• _Document text_
Can you have memory leaks with a garbage collector?

Can you have memory leaks with a garbage collector? - memory-leaks

If I have a garbage collector that tracks every object allocated and deallocates them as soon as they no longer have usable references to them can you still have a memory leak?
Considering a memory leak is allocations without any reference isn't that impossible or am I missing something?
Edit: So what I'm counting as a memory leak is allocations which you no longer have any reference to in the code. Large numbers of accumulating allocations which you still have references to aren't the leaks I'm considering here.
I'm also only talking about normal state of the art G.C., It's been a while but I know cases like cyclical references don't trip them up. I don't need a specific answer for any language, this is just coming from a conversation I was having with a friend. We were talking about Actionscript and Java but I don't care for answers specific to those.
Edit2: From the sounds of it, there doesn't seem to be any reason code can completely lose the ability to reference an allocation and not have a GC be able to pick it up, but I'm still waiting for more to weigh in.

If your question is really this:
Considering a memory leak is allocations without any reference isn't
that impossible or am I missing something?
Then the answer is "yes, that's impossible" because a properly implemented garbage collector will reclaim all allocations that don't have active references.
However, you can definitely have a "memory leak" in (for example) Java. My definition of a "memory leak" is an allocation that still has an active reference (so that it won't be reclaimed by the garbage collector) but the programmer doesn't know that the object isn't reclaimable (ie: for the programmer, this object is dead and should be reclaimed). A simple example is something like this:
ObjectA -> ObjectB
In this example, ObjectA is an object in active use in the code. However, ObjectA contains a reference to ObjectB that is effectively dead (ie: ObjectB has been allocated and used and is now, from the programmer's perspective, dead) but the programmer forgot to set the reference in ObjectA to null. In this case, ObjectB has been "leaked".
Doesn't sound like a big problem, but there are situations where these leaks are cumulative. Let's imagine that ObjectA and ObjectB are actually instances of the same class. And this problem that the programmer forgot to set the reference to null happens every time such an instance is used. Eventually you end up with something like this:
ObjectA -> ObjectB -> ObjectC -> ObjectD -> ObjectE -> ObjectF -> ObjectG -> ObjectH -> etc...
Now ObjectB through ObjectH are all leaked. And problems like this will (eventually) cause your program to crash. Even with a properly implemented garbage collector.

To decide whether a program has a memory leak, one must first define what a leak is. I would define a program as having a memory leak if there exists some state S and series of inputs I such that:
If the program is in state `S` and it receives inputs `I`, it will still be in state `S` (if it doesn't crash), but...
The amount of memory required to repeat the above sequence `N` times will increase without bound.
It is definitely possible for programs that run entirely within garbage-collected frameworks to have memory leaks as defined above. A common way in which that can occur is with event subscriptions.

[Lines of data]
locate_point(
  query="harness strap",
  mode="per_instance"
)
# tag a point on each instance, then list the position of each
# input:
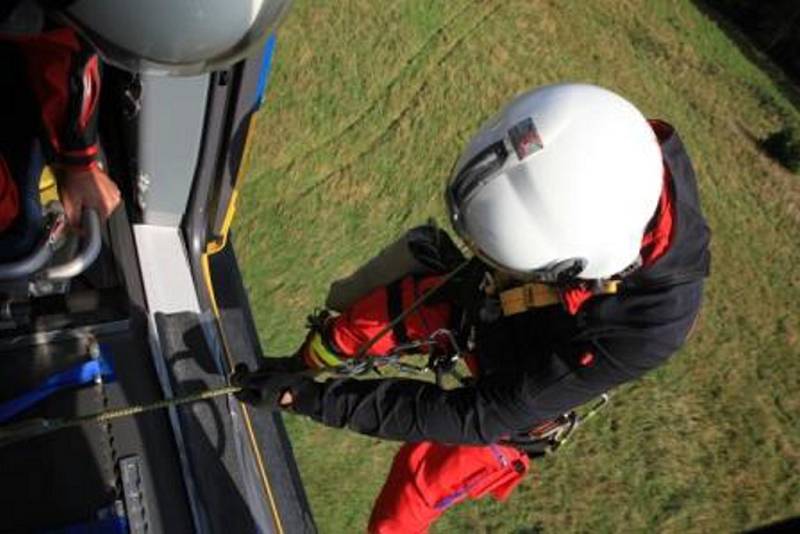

• _Written tasks_
a – In the garbage collection thread, which two languages came up in the asker's conversation with a friend?
b – For each statement, say whether it agrees with the garbage collection thread and quote the words that decide it. (i) The asker counts large numbers of accumulating allocations that are still referenced as leaks. (ii) In the ObjectA -> ObjectB example, the programmer forgot to set the reference in ObjectA to null. (iii) The last reply names event subscriptions as a common way leaks occur in garbage-collected frameworks.
c – Continue the garbage collection thread from its last sentence.

• _In response_
a – Actionscript and Java.

b –
(i) No: "Large numbers of accumulating allocations which you still have references to aren't the leaks I'm considering here."
(ii) Yes: "but the programmer forgot to set the reference in ObjectA to null."
(iii) Yes: "A common way in which that can occur is with event subscriptions."

c –
Suppose a thread-safe collection exposes a CollectionModified event, and the IEnumerator<T> returned by its IEnumerable<T>.GetEnumerator() method subscribes to that event on creation, and unsubscribes on Dispose; the event is used to allow enumeration to proceed sensibly even when the collection is modified (e.g. ensuring that objects are in the collection continuously throughout the enumeration will be returned exactly once; those that exist during part of it will be returned no more than once). Now suppose a long-lived instance of that collection class is created, and some particular input will cause it to be enumerated. If the CollectionModified event holds a strong reference to every non-disposed IEnumerator<T>, then repeatedly enumerating the collection will create and subscribe an unbounded number of enumerator objects. Memory leak.

Memory leaks don't just depend how efficient a garbage collection algorithm is, if your program holds on to object references which have long life time, say in an instance variable or static variable without being used, your program will have memory leaks.
Reference count have a known problem of cyclic refernces meaning
Object 1 refers to Object 2 and Object 2 refers to Object 1
but no one else refers to object 1 or Object 2, reference count algorithm will fail in this scenario.
Since you are working on garbage collector itself, its worth reading about different implementation strategies.

You can have memory leaks with a GC in another way: if you use a conservative garbage collector that naively scans the memory and for everything that looks like a pointer, doesn't free the memory it "points to", you may leave unreachable memory allocated.

Related

Why is garbage collection necessary?

Suppose that an object on the heap goes out of scope. Why can't the program free the memory right after the scope ends? Or, if we have a pointer to an object that is replaced by the address to a new object, why can't the program deallocate the old one before assigning the new one? I'm guessing that it's faster not to free it immediately and instead have the freeing be done asynchronously at a later point in time, but I'm not really sure.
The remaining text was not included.